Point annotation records
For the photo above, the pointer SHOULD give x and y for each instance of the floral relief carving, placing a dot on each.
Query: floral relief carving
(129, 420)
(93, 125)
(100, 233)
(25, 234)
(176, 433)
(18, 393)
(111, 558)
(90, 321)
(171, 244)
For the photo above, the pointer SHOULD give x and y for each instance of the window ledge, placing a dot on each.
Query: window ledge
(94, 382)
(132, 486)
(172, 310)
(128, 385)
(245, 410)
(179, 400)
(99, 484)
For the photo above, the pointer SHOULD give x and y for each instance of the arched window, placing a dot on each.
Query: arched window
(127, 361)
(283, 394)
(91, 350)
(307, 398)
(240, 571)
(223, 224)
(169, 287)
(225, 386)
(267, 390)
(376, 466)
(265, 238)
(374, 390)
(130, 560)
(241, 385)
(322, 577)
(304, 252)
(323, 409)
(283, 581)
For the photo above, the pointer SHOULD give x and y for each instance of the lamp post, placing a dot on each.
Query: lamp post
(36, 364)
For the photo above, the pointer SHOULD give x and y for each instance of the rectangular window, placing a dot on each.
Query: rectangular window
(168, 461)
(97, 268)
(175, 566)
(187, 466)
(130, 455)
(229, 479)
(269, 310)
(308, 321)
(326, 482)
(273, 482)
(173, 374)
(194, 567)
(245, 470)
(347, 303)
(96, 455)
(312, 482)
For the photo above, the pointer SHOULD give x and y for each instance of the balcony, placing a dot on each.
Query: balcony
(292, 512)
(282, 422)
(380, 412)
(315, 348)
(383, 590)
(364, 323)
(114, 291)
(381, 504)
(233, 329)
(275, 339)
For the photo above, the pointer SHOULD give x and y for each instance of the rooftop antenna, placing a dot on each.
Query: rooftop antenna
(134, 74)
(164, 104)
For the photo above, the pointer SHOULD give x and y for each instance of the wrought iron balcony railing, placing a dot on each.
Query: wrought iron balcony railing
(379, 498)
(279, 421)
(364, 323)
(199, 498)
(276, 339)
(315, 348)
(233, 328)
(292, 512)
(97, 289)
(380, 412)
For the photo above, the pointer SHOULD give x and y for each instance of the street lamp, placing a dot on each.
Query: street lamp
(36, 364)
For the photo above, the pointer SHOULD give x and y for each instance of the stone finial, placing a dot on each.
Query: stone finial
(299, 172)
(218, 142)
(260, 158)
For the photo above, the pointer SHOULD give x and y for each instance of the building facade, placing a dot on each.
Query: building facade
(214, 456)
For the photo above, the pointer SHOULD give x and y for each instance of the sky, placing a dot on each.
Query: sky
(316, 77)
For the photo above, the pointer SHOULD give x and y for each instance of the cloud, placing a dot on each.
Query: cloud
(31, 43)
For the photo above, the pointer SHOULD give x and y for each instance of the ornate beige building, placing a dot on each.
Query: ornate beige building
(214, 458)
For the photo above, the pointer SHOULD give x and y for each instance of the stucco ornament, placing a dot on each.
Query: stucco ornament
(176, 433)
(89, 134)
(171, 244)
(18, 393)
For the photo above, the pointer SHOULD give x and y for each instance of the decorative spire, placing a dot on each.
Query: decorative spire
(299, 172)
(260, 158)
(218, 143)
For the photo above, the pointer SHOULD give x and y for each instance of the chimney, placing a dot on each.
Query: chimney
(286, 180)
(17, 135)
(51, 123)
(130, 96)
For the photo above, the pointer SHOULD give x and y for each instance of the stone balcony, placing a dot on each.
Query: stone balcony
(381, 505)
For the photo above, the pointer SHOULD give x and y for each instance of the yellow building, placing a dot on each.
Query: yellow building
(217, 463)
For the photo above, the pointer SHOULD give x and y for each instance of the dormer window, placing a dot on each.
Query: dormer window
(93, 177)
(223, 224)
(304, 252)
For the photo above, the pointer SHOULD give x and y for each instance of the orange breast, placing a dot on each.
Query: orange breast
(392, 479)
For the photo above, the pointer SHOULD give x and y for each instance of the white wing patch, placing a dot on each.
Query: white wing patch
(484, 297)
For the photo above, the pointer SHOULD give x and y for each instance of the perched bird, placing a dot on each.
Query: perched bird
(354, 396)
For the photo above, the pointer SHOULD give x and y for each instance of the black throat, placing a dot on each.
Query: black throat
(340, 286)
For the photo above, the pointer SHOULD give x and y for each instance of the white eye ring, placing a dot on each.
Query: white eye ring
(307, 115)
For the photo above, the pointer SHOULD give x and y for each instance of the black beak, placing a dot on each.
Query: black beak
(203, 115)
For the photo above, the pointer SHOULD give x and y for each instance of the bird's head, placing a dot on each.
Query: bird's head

WORK INSTRUCTIONS:
Repeat every line of the records above exactly.

TASK OUTPUT:
For the photo above, the pointer SHOULD give x and y for each instance of the floral relief carving, placing a dot on each.
Query: floral relief carving
(129, 420)
(93, 125)
(100, 233)
(25, 234)
(176, 433)
(18, 393)
(111, 558)
(90, 321)
(171, 244)
For the photo above, the pointer SHOULD give x and y for each instance of the window ledge, placing a dot on each.
Query: window ledge
(94, 382)
(132, 486)
(172, 310)
(128, 385)
(245, 410)
(179, 400)
(99, 484)
For the photo above, the pointer SHOULD give x and y for each instance of the arched window, placing a dot on each.
Query: arched window
(127, 361)
(283, 394)
(91, 350)
(307, 398)
(240, 571)
(223, 224)
(169, 287)
(225, 386)
(267, 390)
(376, 466)
(265, 238)
(374, 390)
(130, 560)
(241, 385)
(322, 577)
(304, 252)
(323, 409)
(283, 581)
For the photo above, the pointer SHOULD give x and y for each instance of the lamp post, placing a dot on each.
Query: lamp post
(36, 364)
For the photo above, the pointer SHOULD give x and y for each instance of the rectangular window, placing a dot on each.
Query: rectangular window
(168, 461)
(97, 268)
(175, 566)
(187, 466)
(130, 455)
(229, 479)
(269, 310)
(308, 321)
(326, 482)
(273, 482)
(173, 374)
(194, 567)
(245, 470)
(347, 303)
(96, 455)
(312, 482)
For the photo above, the pointer SHOULD give x and y for each instance of the balcony, placing a dot on each.
Query: balcony
(292, 512)
(282, 422)
(380, 412)
(315, 348)
(383, 590)
(364, 323)
(114, 291)
(381, 504)
(233, 329)
(275, 339)
For the photo above, the pointer SHOULD give x and y for each instance of the rooftop antenna, placing a dot on each.
Query: rooftop antenna
(134, 74)
(164, 104)
For the photo above, the pointer SHOULD give x and y for each instance of the wrought iron balcony railing, placing a dot on each.
Query: wrought iron balcony railing
(379, 498)
(279, 421)
(364, 323)
(199, 498)
(276, 339)
(315, 348)
(233, 328)
(292, 512)
(97, 289)
(380, 412)
For the photo above, the pointer SHOULD give x and y for each instance of the street lamp, placing a dot on each.
Query: street lamp
(36, 364)
For the photo above, the pointer SHOULD give x and y for each instance of the stone finial, placing a dot on each.
Query: stone finial
(299, 172)
(218, 142)
(260, 158)
For the photo above, the pointer SHOULD give x and y for each instance of the building facade, placing a dot on each.
Query: building facade
(214, 456)
For the photo above, the pointer SHOULD give x and y for each instance of the sky, placing a dot on each.
Query: sky
(316, 77)
For the photo above, the pointer SHOULD give x and y for each instance of the cloud, placing a dot on each.
Query: cloud
(31, 43)
For the photo above, the pointer SHOULD give x and y for each instance of the ornate beige building, placing a dot on each.
Query: ornate beige building
(214, 458)
For the photo above, the pointer SHOULD give x and y for each instance of the stucco ornament, placing a dot on each.
Query: stucco ornament
(176, 433)
(89, 134)
(171, 244)
(18, 393)
For the photo above, the pointer SHOULD give x and y for each instance of the decorative spire, placing a dot on each.
Query: decorative spire
(299, 172)
(260, 158)
(218, 143)
For the photo above, the pointer SHOULD give x and y for each instance of the chimney, placing a dot on each.
Query: chimney
(286, 180)
(17, 135)
(51, 123)
(130, 96)
For the photo above, the pointer SHOULD give x and y for each instance of the stone balcony, placing a dot on each.
Query: stone balcony
(381, 505)
For the photo above, the pointer SHOULD give x and y for each instance of the yellow building, placing a dot on each.
Query: yellow building
(217, 463)
For the photo above, the pointer SHOULD give x and y for each instance of the dormer window, placing a dot on each.
Query: dormer window
(93, 177)
(223, 224)
(304, 252)
For the photo above, the pointer SHOULD give x and y for each instance of the orange breast, placing a dot on each.
Query: orange breast
(392, 479)
For the photo above, the pointer SHOULD give x and y for each instance of the white wing patch, placing a dot on each.
Query: white wing patch
(484, 297)
For the photo above, the pointer SHOULD give x and y for each instance of the perched bird, placing a dot on each.
Query: perched bird
(354, 396)
For the photo above, the pointer SHOULD give x and y for each instance of the black throat, placing a dot on each.
Query: black throat
(340, 286)
For the photo above, the pointer SHOULD give x and y for each instance of the white eye ring, placing a dot on each.
Query: white eye ring
(307, 115)
For the photo above, the pointer SHOULD give x and y for each instance of the black beak, placing a dot on each.
Query: black beak
(203, 115)
For the photo above, the pointer SHOULD give x and y for each instance of the bird's head, placing a dot on each.
Query: bird's head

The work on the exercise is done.